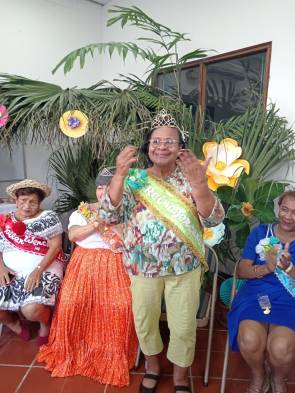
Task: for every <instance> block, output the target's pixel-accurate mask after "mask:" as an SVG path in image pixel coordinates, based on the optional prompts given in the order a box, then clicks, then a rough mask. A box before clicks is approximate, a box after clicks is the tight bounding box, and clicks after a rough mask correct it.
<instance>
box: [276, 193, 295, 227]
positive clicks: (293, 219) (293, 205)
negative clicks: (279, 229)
mask: <svg viewBox="0 0 295 393" xmlns="http://www.w3.org/2000/svg"><path fill="white" fill-rule="evenodd" d="M278 216H279V221H280V227H281V228H282V229H283V230H285V231H286V232H293V231H295V198H292V197H289V196H286V197H285V198H284V199H283V200H282V203H281V206H280V207H279V214H278Z"/></svg>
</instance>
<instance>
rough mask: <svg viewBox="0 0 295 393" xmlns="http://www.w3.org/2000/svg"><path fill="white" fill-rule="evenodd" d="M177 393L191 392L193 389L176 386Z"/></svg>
mask: <svg viewBox="0 0 295 393" xmlns="http://www.w3.org/2000/svg"><path fill="white" fill-rule="evenodd" d="M174 389H175V392H190V393H191V388H190V387H189V386H187V385H175V386H174Z"/></svg>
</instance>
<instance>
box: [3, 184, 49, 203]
mask: <svg viewBox="0 0 295 393" xmlns="http://www.w3.org/2000/svg"><path fill="white" fill-rule="evenodd" d="M28 187H32V188H37V189H38V190H41V191H43V192H44V194H45V196H46V197H48V196H49V195H50V193H51V188H50V187H49V186H48V185H47V184H44V183H40V182H38V181H37V180H31V179H25V180H22V181H20V182H18V183H14V184H11V185H10V186H8V187H7V188H6V193H7V194H8V195H9V196H11V197H12V198H14V199H15V198H16V195H15V192H16V191H17V190H19V189H21V188H28Z"/></svg>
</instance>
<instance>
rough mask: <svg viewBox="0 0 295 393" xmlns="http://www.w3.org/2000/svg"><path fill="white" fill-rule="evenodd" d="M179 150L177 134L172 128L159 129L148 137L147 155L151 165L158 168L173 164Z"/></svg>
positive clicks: (169, 127)
mask: <svg viewBox="0 0 295 393" xmlns="http://www.w3.org/2000/svg"><path fill="white" fill-rule="evenodd" d="M179 150H180V140H179V134H178V131H177V129H176V128H174V127H160V128H157V129H155V130H154V132H153V133H152V135H151V137H150V141H149V149H148V154H149V158H150V160H151V161H152V163H153V164H154V165H156V166H159V167H161V166H162V167H167V166H170V165H171V166H172V165H174V164H175V162H176V159H177V156H178V152H179Z"/></svg>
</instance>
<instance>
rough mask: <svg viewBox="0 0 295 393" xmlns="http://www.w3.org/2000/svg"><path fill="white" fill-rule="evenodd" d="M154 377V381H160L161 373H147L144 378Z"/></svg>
mask: <svg viewBox="0 0 295 393" xmlns="http://www.w3.org/2000/svg"><path fill="white" fill-rule="evenodd" d="M145 378H146V379H153V380H154V381H158V380H159V379H160V374H150V373H146V374H144V377H143V379H145Z"/></svg>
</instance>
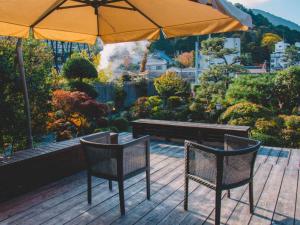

········

Exercise:
Format all of the material above as a Markdown table with the columns Row and Material line, giving each non-blank line its own numbered row. Leave the pictures out.

Response:
| Row | Material line |
|---|---|
| 1 | Task: for every <instance> block, output the target's pixel-accurate mask after "mask:" as an SVG path in image pixel coordinates, based on the optional prompts given in the order a box, then clicks, then a rough mask. A box before clicks is approximate, a box after clicks is the tight bounding box, and clicks after a rough mask correct it. |
| 2 | <instance> |
| 3 | box: [276, 193, 295, 227] |
| 4 | positive clicks: (293, 219) (293, 205) |
| 5 | negative clicks: (279, 229) |
| 6 | mask: <svg viewBox="0 0 295 393" xmlns="http://www.w3.org/2000/svg"><path fill="white" fill-rule="evenodd" d="M278 216H279V221H280V227H281V228H282V229H283V230H285V231H286V232H293V231H295V198H292V197H289V196H286V197H285V198H284V199H283V200H282V203H281V206H280V207H279V214H278Z"/></svg> |
| 7 | </instance> |
| 8 | <instance> |
| 9 | rough mask: <svg viewBox="0 0 295 393" xmlns="http://www.w3.org/2000/svg"><path fill="white" fill-rule="evenodd" d="M177 393L191 392L193 389L176 386Z"/></svg> |
| 10 | mask: <svg viewBox="0 0 295 393" xmlns="http://www.w3.org/2000/svg"><path fill="white" fill-rule="evenodd" d="M174 389H175V392H190V393H191V388H190V387H189V386H187V385H175V386H174Z"/></svg> |
| 11 | </instance> |
| 12 | <instance> |
| 13 | box: [3, 184, 49, 203] |
| 14 | mask: <svg viewBox="0 0 295 393" xmlns="http://www.w3.org/2000/svg"><path fill="white" fill-rule="evenodd" d="M28 187H32V188H37V189H38V190H41V191H43V192H44V194H45V196H46V197H48V196H49V195H50V193H51V188H50V187H49V186H48V185H47V184H44V183H40V182H38V181H37V180H31V179H25V180H22V181H20V182H18V183H14V184H11V185H10V186H8V187H7V188H6V193H7V194H8V195H9V196H11V197H12V198H14V199H15V198H16V195H15V192H16V191H17V190H19V189H21V188H28Z"/></svg> |
| 15 | </instance> |
| 16 | <instance> |
| 17 | rough mask: <svg viewBox="0 0 295 393" xmlns="http://www.w3.org/2000/svg"><path fill="white" fill-rule="evenodd" d="M179 150L177 134L172 128L159 129L148 137L147 155L151 165L158 168L173 164Z"/></svg> |
| 18 | positive clicks: (169, 127) |
| 19 | mask: <svg viewBox="0 0 295 393" xmlns="http://www.w3.org/2000/svg"><path fill="white" fill-rule="evenodd" d="M179 150H180V140H179V134H178V131H177V129H176V128H174V127H160V128H157V129H155V130H154V132H153V133H152V135H151V137H150V141H149V149H148V154H149V158H150V160H151V161H152V163H153V164H154V165H156V166H159V167H161V166H162V167H167V166H170V165H171V166H172V165H174V164H175V162H176V159H177V156H178V152H179Z"/></svg> |
| 20 | </instance> |
| 21 | <instance> |
| 22 | rough mask: <svg viewBox="0 0 295 393" xmlns="http://www.w3.org/2000/svg"><path fill="white" fill-rule="evenodd" d="M154 377V381H160L161 373H147L144 378Z"/></svg> |
| 23 | mask: <svg viewBox="0 0 295 393" xmlns="http://www.w3.org/2000/svg"><path fill="white" fill-rule="evenodd" d="M145 378H146V379H153V380H154V381H158V380H159V379H160V374H150V373H146V374H144V377H143V379H145Z"/></svg> |
| 24 | </instance> |